▸ **What the task asks**
Give all of the lines again exactly as they read.

▸ **Information provided**
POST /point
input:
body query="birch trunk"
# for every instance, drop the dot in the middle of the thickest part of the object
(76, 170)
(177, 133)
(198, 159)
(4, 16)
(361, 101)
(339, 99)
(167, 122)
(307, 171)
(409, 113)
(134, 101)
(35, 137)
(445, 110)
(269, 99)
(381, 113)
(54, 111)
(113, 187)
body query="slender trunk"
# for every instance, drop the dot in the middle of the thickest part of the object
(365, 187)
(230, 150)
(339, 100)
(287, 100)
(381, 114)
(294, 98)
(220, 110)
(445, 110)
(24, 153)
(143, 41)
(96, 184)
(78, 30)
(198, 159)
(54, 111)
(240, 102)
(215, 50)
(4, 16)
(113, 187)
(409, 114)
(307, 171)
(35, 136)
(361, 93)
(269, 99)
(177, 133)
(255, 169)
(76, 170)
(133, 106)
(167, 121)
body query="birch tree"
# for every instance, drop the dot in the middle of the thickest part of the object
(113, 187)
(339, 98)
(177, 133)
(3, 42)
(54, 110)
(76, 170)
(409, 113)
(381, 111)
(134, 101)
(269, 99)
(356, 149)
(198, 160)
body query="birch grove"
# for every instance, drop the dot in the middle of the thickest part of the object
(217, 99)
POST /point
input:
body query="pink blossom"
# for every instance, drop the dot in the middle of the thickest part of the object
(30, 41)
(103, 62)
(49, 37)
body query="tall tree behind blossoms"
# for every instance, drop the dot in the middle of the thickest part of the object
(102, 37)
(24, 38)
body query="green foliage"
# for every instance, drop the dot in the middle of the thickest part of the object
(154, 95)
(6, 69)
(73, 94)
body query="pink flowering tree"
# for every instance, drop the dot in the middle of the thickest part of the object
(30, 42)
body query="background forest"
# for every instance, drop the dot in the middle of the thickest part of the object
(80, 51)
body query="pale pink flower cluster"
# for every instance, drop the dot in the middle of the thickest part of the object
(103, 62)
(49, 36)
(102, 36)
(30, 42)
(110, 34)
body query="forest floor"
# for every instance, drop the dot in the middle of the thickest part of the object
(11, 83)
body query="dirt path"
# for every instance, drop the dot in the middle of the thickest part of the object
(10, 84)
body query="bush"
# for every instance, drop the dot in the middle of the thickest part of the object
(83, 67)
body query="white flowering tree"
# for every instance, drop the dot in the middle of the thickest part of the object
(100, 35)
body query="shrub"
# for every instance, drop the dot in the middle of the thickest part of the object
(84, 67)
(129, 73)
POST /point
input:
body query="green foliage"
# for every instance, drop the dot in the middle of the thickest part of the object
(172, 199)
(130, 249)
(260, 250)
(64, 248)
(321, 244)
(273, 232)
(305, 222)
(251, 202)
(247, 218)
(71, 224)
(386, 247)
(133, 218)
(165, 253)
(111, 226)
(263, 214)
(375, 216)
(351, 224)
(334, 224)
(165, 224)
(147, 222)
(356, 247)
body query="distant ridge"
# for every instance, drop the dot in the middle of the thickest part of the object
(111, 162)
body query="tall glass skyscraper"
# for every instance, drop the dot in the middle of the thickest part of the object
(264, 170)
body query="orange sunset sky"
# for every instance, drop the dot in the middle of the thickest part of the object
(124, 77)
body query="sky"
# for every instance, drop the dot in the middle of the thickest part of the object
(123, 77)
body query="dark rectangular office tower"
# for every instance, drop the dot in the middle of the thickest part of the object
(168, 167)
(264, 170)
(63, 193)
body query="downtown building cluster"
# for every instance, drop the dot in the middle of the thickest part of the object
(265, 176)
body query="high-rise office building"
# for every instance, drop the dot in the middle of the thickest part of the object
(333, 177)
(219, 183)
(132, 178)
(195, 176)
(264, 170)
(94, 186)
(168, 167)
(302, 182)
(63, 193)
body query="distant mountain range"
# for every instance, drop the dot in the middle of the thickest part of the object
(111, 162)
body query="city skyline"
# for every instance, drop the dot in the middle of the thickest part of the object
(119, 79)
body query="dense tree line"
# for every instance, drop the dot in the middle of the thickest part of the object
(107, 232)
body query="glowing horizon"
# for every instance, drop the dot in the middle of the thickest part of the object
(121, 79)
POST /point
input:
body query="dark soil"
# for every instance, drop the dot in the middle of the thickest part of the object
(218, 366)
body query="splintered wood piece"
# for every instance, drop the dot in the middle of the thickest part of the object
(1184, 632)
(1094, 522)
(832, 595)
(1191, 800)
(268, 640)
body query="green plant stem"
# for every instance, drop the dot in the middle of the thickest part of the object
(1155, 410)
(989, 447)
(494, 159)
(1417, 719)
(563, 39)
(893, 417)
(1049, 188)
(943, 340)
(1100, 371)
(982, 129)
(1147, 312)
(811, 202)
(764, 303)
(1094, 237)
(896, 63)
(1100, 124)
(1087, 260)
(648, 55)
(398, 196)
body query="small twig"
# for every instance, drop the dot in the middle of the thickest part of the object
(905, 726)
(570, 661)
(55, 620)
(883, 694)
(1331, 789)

▸ **Completed exercise**
POST /point
input:
body query="birch trunk"
# for every instance, drop the dot in the middle of the thickest part of the object
(76, 170)
(177, 133)
(198, 159)
(4, 16)
(361, 101)
(339, 99)
(167, 122)
(307, 171)
(409, 113)
(134, 101)
(35, 137)
(445, 110)
(269, 99)
(381, 113)
(54, 111)
(113, 187)
body query="slender trunk"
# for every instance, drop the dot in the middle of the thickest part of the object
(365, 187)
(230, 150)
(339, 100)
(287, 100)
(381, 114)
(294, 98)
(220, 110)
(445, 110)
(24, 153)
(143, 41)
(96, 184)
(78, 30)
(198, 159)
(54, 111)
(240, 102)
(215, 50)
(4, 16)
(113, 187)
(409, 114)
(307, 171)
(35, 136)
(361, 93)
(269, 99)
(177, 133)
(255, 169)
(76, 170)
(133, 106)
(167, 121)
body query="birch tree"
# for every instance, drop the dot in the middle of the thickest part of the object
(113, 187)
(339, 98)
(177, 133)
(3, 42)
(54, 110)
(76, 170)
(409, 113)
(381, 111)
(134, 101)
(269, 99)
(356, 149)
(198, 160)
body query="birch grove"
# for every instance, drop the dot in the middle of the thickest part of the object
(217, 99)
POST /point
input:
body query="pink blossom"
# for every instance, drop the dot in the middle of the thickest part of the object
(30, 41)
(103, 62)
(49, 37)
body query="tall tree behind blossoms"
# for every instance, drop the dot in the middle of the thickest part of the object
(102, 37)
(24, 38)
body query="green foliage"
# for every instance, drop the dot in the middle of the thickest part of the object
(154, 95)
(6, 69)
(73, 94)
body query="pink flowering tree"
# for every instance, drop the dot in the middle of the thickest part of the object
(30, 42)
body query="background forest"
# for every instance, drop the dot in the middle of the thickest part of the object
(80, 51)
body query="pale pink flower cluster"
# for every instance, drop the dot in the middle of the thickest part of the object
(103, 62)
(49, 36)
(102, 36)
(30, 42)
(110, 34)
body query="forest floor"
# for every instance, drop the dot in the middle of the thickest part of the object
(11, 83)
body query="dirt path"
# for every instance, drop the dot in the middle of the thickest part of the object
(10, 84)
body query="bush"
# for every instance, drop the dot in the middle of the thickest part of the object
(83, 67)
body query="white flowering tree"
# for every instance, drop the dot in the middle of the thickest part of the object
(100, 35)
body query="shrub"
# for every instance, drop the dot in the middle of the thickest part of the object
(84, 67)
(129, 73)
POST /point
input:
body query="green foliage"
# for every instance, drop the dot in the middle of the thickest part of the object
(172, 199)
(130, 249)
(260, 250)
(64, 248)
(321, 244)
(273, 232)
(305, 222)
(251, 202)
(247, 218)
(71, 224)
(386, 247)
(133, 218)
(165, 253)
(111, 226)
(263, 214)
(375, 216)
(351, 224)
(334, 224)
(165, 224)
(147, 222)
(356, 247)
body query="distant ridge"
# for every instance, drop the dot in the middle of the thickest part of the object
(111, 162)
body query="tall glass skyscraper"
# for every instance, drop the dot in the middle of the thickest part of the object
(264, 170)
body query="orange sunset sky"
# for every instance, drop the dot in the middle of the thickest part of the object
(124, 77)
body query="sky"
# for every instance, drop the dot in the middle of the thickest part of the object
(123, 77)
body query="dark rectangular office tower"
# for every instance, drop the dot in the middle of the thickest part of the object
(168, 167)
(264, 170)
(63, 193)
body query="downtown building cluster"
# for every instance, drop the dot in the middle of the thickest part of the object
(265, 176)
body query="high-rise office building"
# for every instance, drop the dot in the middle of the thickest part of the object
(333, 177)
(219, 183)
(132, 178)
(195, 176)
(264, 170)
(94, 186)
(168, 167)
(302, 182)
(63, 193)
body query="distant mountain range"
# for every instance, drop the dot in the middle of the thickest part of the object
(111, 162)
body query="city skyline"
# for every instance, drop the dot in the middle of the thickest part of the object
(119, 79)
body query="dense tree line"
# for every instance, drop the dot in the middle of the thickest part of the object
(107, 232)
body query="glowing horizon"
# for every instance, drop the dot in the middle of the thickest part of the object
(121, 79)
POST /point
input:
body query="dark soil"
# for every instance, drop the dot in the middle of the thickest part of the object
(218, 366)
body query="splintered wood piece"
# for every instance, drop the dot in the middle of the thickest part of the object
(1184, 632)
(1094, 522)
(832, 595)
(1191, 800)
(268, 640)
body query="green plant stem"
# for every instance, drop the dot in the middle of the thickest part of the object
(1155, 410)
(989, 447)
(494, 159)
(1417, 719)
(563, 39)
(893, 417)
(1049, 188)
(943, 340)
(1100, 371)
(982, 129)
(1147, 312)
(811, 202)
(764, 303)
(1094, 237)
(896, 63)
(1100, 124)
(1087, 260)
(648, 55)
(398, 196)
body query="small twig"
# for every instance, drop the dot in the middle of the thickest part of the object
(905, 726)
(570, 661)
(55, 620)
(883, 694)
(1331, 789)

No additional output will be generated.